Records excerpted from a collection
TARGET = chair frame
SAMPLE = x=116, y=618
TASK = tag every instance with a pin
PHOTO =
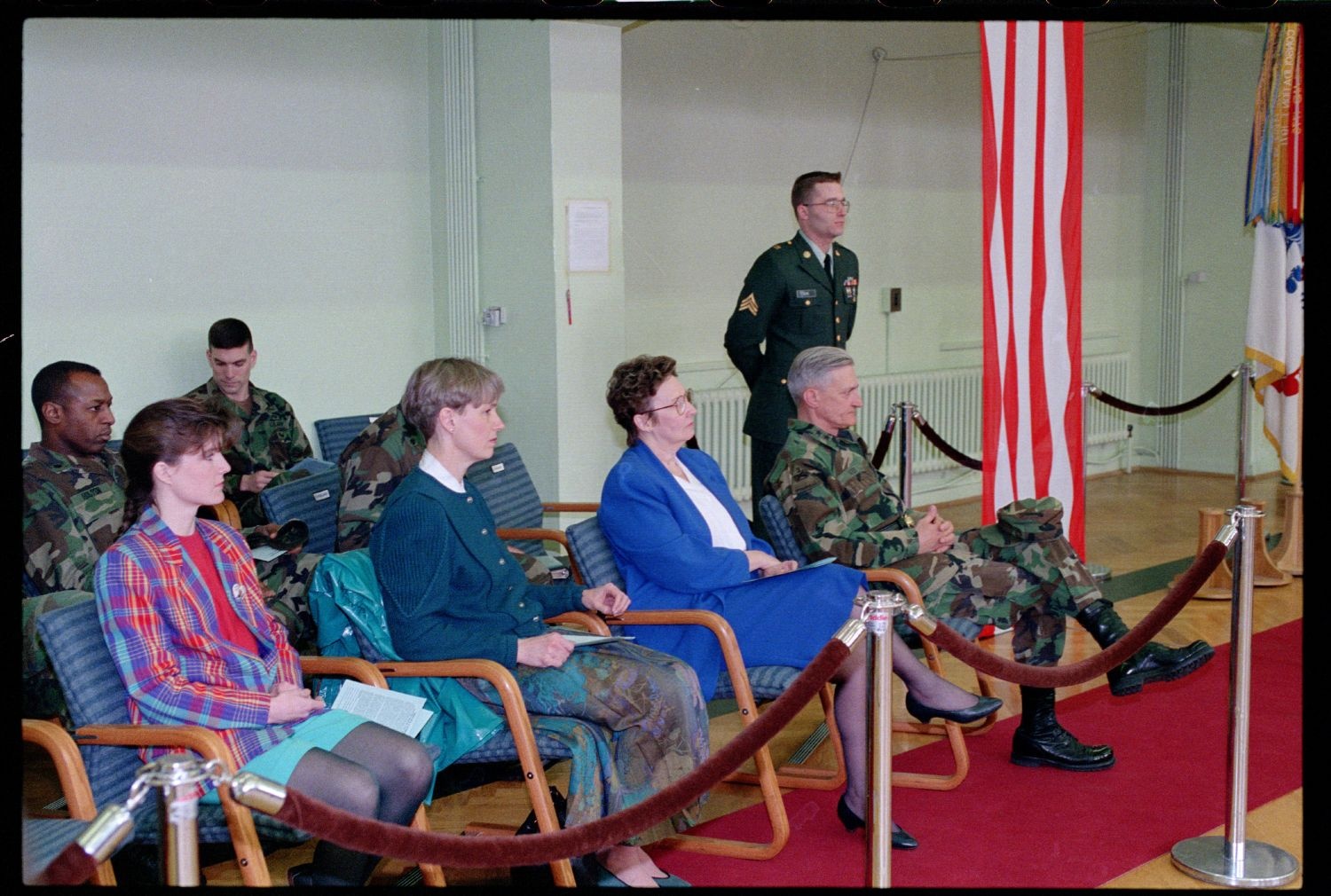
x=209, y=746
x=516, y=717
x=74, y=779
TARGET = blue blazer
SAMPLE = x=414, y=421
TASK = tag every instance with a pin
x=665, y=550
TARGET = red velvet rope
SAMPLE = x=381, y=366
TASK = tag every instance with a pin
x=71, y=867
x=458, y=851
x=1093, y=666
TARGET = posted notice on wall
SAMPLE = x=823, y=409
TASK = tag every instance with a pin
x=588, y=234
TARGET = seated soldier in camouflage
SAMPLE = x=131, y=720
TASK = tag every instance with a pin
x=1020, y=573
x=74, y=499
x=373, y=465
x=271, y=439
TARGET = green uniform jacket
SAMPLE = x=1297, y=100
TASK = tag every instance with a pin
x=788, y=303
x=272, y=439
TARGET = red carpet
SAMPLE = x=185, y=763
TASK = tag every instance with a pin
x=1006, y=826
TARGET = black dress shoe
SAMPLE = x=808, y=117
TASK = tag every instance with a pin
x=1157, y=664
x=852, y=821
x=979, y=710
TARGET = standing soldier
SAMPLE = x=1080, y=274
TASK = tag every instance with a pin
x=798, y=295
x=271, y=438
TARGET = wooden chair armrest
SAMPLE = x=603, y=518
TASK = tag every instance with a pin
x=570, y=507
x=205, y=742
x=900, y=579
x=69, y=768
x=583, y=619
x=351, y=667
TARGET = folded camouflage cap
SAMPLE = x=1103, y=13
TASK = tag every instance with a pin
x=1028, y=520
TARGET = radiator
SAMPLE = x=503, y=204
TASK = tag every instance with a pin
x=949, y=399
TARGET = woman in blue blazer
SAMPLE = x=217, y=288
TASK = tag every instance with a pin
x=452, y=589
x=683, y=542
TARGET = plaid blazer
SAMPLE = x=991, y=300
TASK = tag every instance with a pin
x=162, y=633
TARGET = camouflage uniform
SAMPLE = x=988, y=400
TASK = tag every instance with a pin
x=1020, y=573
x=373, y=465
x=75, y=509
x=271, y=439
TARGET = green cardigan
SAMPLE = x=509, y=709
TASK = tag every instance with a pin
x=450, y=586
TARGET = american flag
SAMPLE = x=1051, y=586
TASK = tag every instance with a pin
x=1032, y=177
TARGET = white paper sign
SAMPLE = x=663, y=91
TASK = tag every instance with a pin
x=588, y=234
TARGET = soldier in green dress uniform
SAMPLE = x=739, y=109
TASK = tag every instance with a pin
x=798, y=295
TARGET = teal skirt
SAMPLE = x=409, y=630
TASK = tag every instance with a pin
x=322, y=731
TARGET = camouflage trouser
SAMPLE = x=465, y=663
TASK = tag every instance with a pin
x=287, y=577
x=42, y=694
x=1029, y=586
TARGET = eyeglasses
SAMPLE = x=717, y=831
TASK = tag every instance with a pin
x=832, y=205
x=681, y=404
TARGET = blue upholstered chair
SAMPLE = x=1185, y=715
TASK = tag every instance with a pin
x=109, y=744
x=335, y=433
x=518, y=510
x=311, y=499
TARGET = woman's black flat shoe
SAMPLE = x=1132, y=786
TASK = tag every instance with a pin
x=852, y=821
x=982, y=706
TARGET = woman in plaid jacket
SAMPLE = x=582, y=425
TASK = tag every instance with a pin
x=185, y=621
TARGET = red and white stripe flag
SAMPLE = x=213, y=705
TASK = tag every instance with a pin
x=1032, y=170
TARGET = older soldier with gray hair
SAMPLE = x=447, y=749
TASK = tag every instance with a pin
x=1019, y=573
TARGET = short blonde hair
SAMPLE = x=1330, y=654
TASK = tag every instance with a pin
x=447, y=382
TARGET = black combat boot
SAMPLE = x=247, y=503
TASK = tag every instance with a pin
x=1152, y=664
x=1040, y=741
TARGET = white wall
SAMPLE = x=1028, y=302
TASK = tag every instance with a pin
x=719, y=117
x=177, y=172
x=279, y=170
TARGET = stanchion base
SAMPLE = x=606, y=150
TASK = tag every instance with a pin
x=1262, y=866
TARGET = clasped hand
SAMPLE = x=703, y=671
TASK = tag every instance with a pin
x=292, y=703
x=553, y=648
x=936, y=534
x=767, y=566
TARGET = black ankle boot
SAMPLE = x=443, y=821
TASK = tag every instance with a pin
x=1040, y=741
x=1152, y=664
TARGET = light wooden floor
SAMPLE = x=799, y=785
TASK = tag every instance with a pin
x=1134, y=521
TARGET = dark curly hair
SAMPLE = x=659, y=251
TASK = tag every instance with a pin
x=633, y=383
x=167, y=430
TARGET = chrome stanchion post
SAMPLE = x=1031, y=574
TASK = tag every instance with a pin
x=905, y=449
x=1234, y=861
x=1099, y=571
x=177, y=775
x=878, y=613
x=1245, y=414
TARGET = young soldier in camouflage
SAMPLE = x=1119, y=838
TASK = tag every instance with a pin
x=74, y=489
x=1020, y=573
x=373, y=464
x=271, y=438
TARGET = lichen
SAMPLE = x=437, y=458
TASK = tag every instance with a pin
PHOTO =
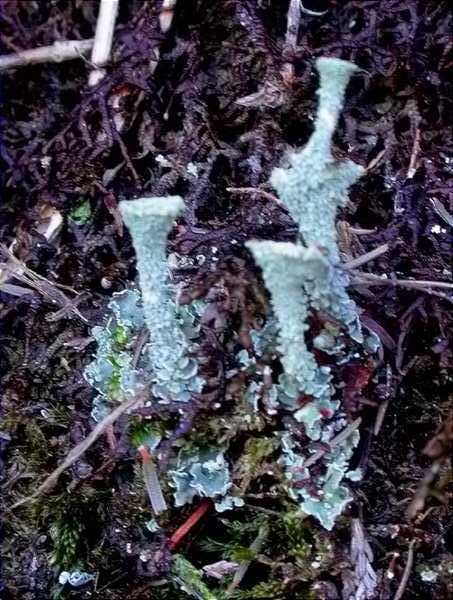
x=112, y=372
x=200, y=472
x=306, y=277
x=149, y=221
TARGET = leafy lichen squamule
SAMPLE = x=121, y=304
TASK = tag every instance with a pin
x=149, y=221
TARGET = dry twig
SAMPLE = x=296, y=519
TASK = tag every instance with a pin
x=361, y=260
x=103, y=39
x=79, y=450
x=406, y=572
x=58, y=52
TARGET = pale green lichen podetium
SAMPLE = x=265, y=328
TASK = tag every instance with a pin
x=315, y=185
x=149, y=221
x=284, y=273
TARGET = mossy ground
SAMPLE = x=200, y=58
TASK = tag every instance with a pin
x=187, y=112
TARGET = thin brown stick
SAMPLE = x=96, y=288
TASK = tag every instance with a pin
x=414, y=155
x=371, y=255
x=419, y=284
x=103, y=39
x=407, y=571
x=79, y=450
x=250, y=190
x=57, y=52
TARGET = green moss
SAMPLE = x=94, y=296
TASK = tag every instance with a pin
x=188, y=577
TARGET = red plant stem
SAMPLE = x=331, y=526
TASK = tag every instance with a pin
x=184, y=529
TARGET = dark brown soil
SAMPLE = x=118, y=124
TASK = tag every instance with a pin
x=60, y=149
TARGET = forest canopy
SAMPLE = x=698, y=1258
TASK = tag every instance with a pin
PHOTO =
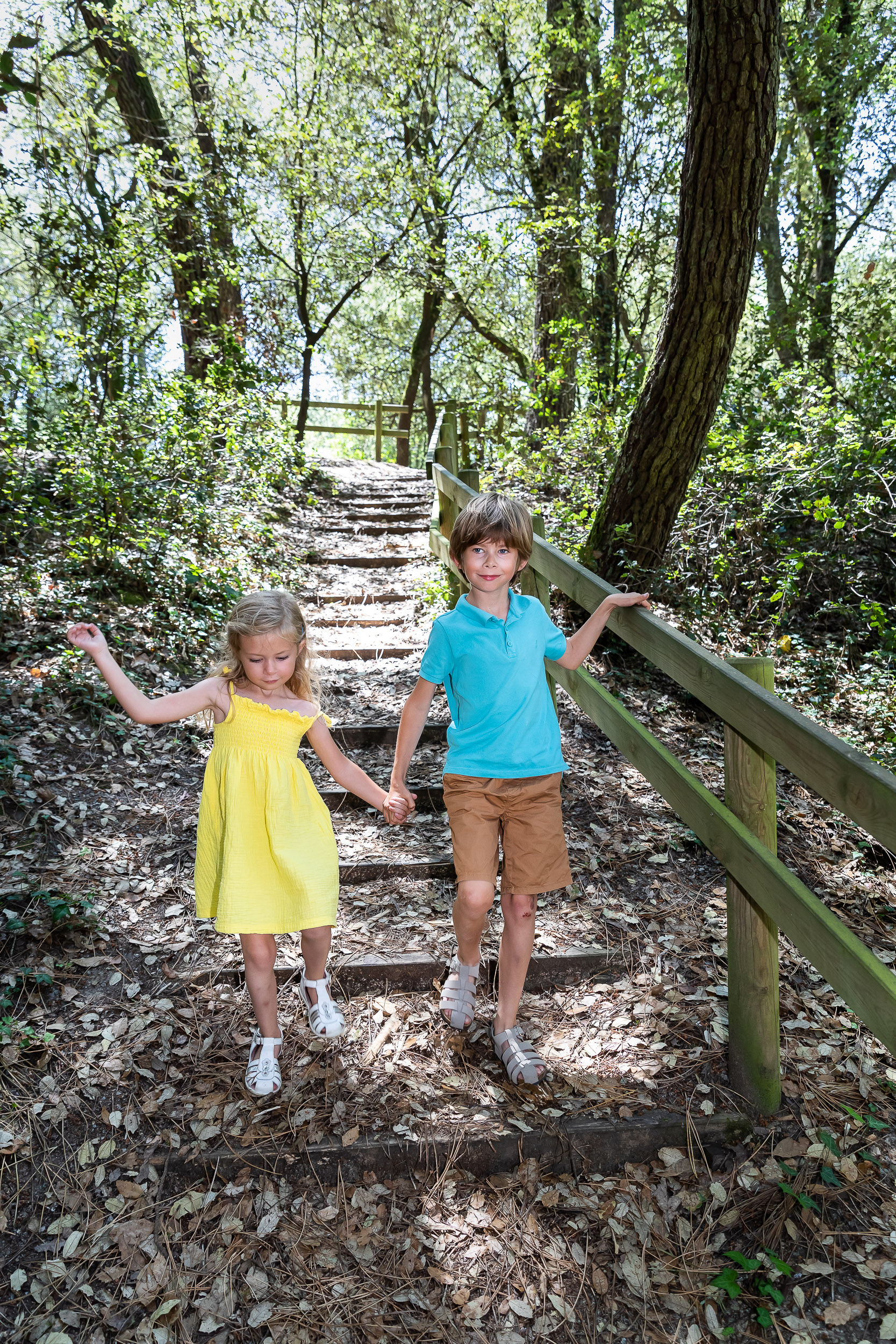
x=491, y=205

TASK DETAILS
Omit any images, then output the listing exactly.

TASK RESULT
TARGET = chair frame
SAMPLE = x=116, y=618
TASK = tag every instance with a pin
PHOTO =
x=209, y=746
x=516, y=717
x=74, y=779
TARGET = blue blazer
SAMPLE = x=414, y=421
TASK = tag every instance with a pin
x=665, y=550
TARGET = red velvet rope
SAMPLE = x=381, y=366
TASK = tag every instance with a pin
x=71, y=867
x=458, y=851
x=1093, y=666
TARGET = posted notice on wall
SAMPLE = x=823, y=409
TASK = tag every instance with a pin
x=588, y=234
TARGET = seated soldier in camouflage
SAMPLE = x=131, y=720
TASK = tag every instance with a pin
x=1020, y=573
x=74, y=499
x=373, y=465
x=271, y=439
TARGET = green uniform jacket
SAMPLE = x=1297, y=100
TASK = tag every instance with a pin
x=788, y=303
x=272, y=439
TARGET = red carpet
SAMPLE = x=185, y=763
TASK = tag every instance with a pin
x=1006, y=826
TARGET = black dress shoe
SAMPLE = x=808, y=117
TASK = tag every instance with a pin
x=1157, y=664
x=852, y=821
x=979, y=710
TARGET = standing soldier
SAMPLE = x=1080, y=274
TASK = tag every instance with a pin
x=798, y=295
x=271, y=438
TARGET = wooden chair armrest
SAMPLE = x=603, y=518
TASK = tag every instance with a pin
x=570, y=507
x=205, y=742
x=900, y=579
x=69, y=768
x=583, y=619
x=351, y=667
TARGET = folded camouflage cap
SAMPLE = x=1103, y=13
TASK = tag every instance with a pin
x=1028, y=520
TARGET = radiator
SAMPLE = x=503, y=204
TASK = tag every instance with a pin
x=949, y=399
TARGET = woman in blue blazer
SAMPLE = x=217, y=288
TASK = tag every instance with a pin
x=452, y=589
x=683, y=542
TARGET = plaid blazer
SAMPLE = x=991, y=300
TASK = tag every instance with a pin
x=162, y=633
TARGET = camouflage uniform
SAMPLE = x=988, y=400
TASK = tag every instance with a pin
x=1020, y=573
x=373, y=465
x=75, y=509
x=271, y=439
TARGET = green cardigan
SAMPLE = x=509, y=709
TASK = tag every instance with a pin
x=450, y=586
TARGET = american flag
SAMPLE = x=1051, y=586
TASK = tag every instance with a pin
x=1032, y=177
TARGET = white paper sign
SAMPLE = x=663, y=91
TASK = tag every instance with a pin
x=588, y=234
TARGET = soldier in green dress uniform
SAMPLE = x=739, y=109
TASK = tag every instance with a pin
x=798, y=295
TARGET = teal skirt
SAMPLE = x=409, y=630
TASK = tag every instance with a pin
x=322, y=731
TARGET = camouflage trouser
SAMPLE = x=465, y=663
TASK = tag every instance with a pin
x=287, y=577
x=42, y=694
x=1029, y=586
TARGET = eyeglasses
SAMPLE = x=717, y=831
TASK = tag every instance with a pin
x=832, y=205
x=681, y=404
TARGET = blue upholstered chair
SAMPLE = x=1185, y=715
TASK = tag every instance with a pin
x=109, y=744
x=335, y=433
x=518, y=510
x=311, y=499
TARGET = woman's black flat shoe
SAMPLE = x=1132, y=786
TASK = tag every instance with a pin
x=852, y=821
x=982, y=706
TARGET = woman in plaid jacket
SAMPLE = x=582, y=425
TASK = tag every instance with a pin
x=185, y=621
TARGET = red and white stripe flag
SAMPLE = x=213, y=705
TASK = tag every instance with a pin
x=1032, y=170
TARGET = older soldier with gray hair
SAMPLE = x=447, y=749
TASK = tag every instance with a pin
x=1019, y=573
TARGET = short blonde hair
SAMPLE = x=1330, y=654
TASK = tag every instance with a pin
x=447, y=382
TARGET = black combat boot
SAMPLE = x=247, y=503
TASK = tag every instance with a pin
x=1152, y=664
x=1040, y=741
TARGET = white wall
SAMPLE = x=1028, y=302
TASK = tag every instance with a pin
x=719, y=117
x=177, y=172
x=279, y=170
TARGET = stanchion base
SAMPLE = x=606, y=150
TASK = tag every instance with a pin
x=1262, y=866
TARGET = clasped hand
SAMPLE = x=703, y=671
TASK = tag every instance with a pin
x=292, y=703
x=553, y=648
x=936, y=534
x=767, y=566
TARGET = black ankle boot
SAMPLE = x=443, y=821
TASK = tag every instance with a pin
x=1040, y=741
x=1152, y=664
TARGET = light wooden floor
SAMPLE = x=799, y=785
TASK = tag every instance with a pin
x=1134, y=521
TARGET = dark curly hair
SAMPLE = x=659, y=251
TASK = tag every instance with a pin
x=633, y=383
x=167, y=430
TARGET = chrome stanchion post
SAMPLE = x=1031, y=574
TASK = tag every instance with a pin
x=905, y=449
x=1234, y=861
x=1099, y=571
x=177, y=775
x=878, y=613
x=1245, y=414
TARGET = young soldier in camouflage
SAMPLE = x=1119, y=838
TASK = tag every instance with a pin
x=74, y=489
x=1020, y=573
x=373, y=464
x=271, y=438
TARGET = lichen
SAMPLE = x=437, y=458
TASK = tag every instance with a pin
PHOTO =
x=112, y=372
x=200, y=472
x=306, y=277
x=149, y=221
TARGET = leafy lichen squamule
SAMPLE = x=121, y=304
TASK = tag every instance with a pin
x=149, y=221
TARGET = dry twig
SAMPLE = x=296, y=519
TASK = tag every instance with a pin
x=361, y=260
x=103, y=39
x=79, y=450
x=406, y=572
x=58, y=52
TARGET = pale green lichen podetium
SAMPLE = x=265, y=328
TASK = tag every instance with a pin
x=315, y=185
x=149, y=221
x=284, y=273
TARGET = mossy ground
SAMPLE = x=200, y=58
TASK = tag every instance with a pin
x=187, y=112
TARGET = thin brown stick
SAMPLE = x=96, y=288
TASK = tag every instance with a pin
x=414, y=155
x=371, y=255
x=419, y=284
x=103, y=39
x=407, y=571
x=79, y=450
x=250, y=190
x=57, y=52
TARGET = green moss
SAMPLE = x=94, y=296
TASK = tag every instance with a pin
x=188, y=577
TARGET = red plant stem
SAMPLE = x=331, y=526
TASK = tag every instance with a pin
x=184, y=529
TARGET = dark brown soil
SAMPLE = x=118, y=124
TASK = tag every instance with a pin
x=60, y=149
TARGET = forest canopy
SAMPLE = x=698, y=1258
TASK = tag every instance with a pin
PHOTO =
x=491, y=205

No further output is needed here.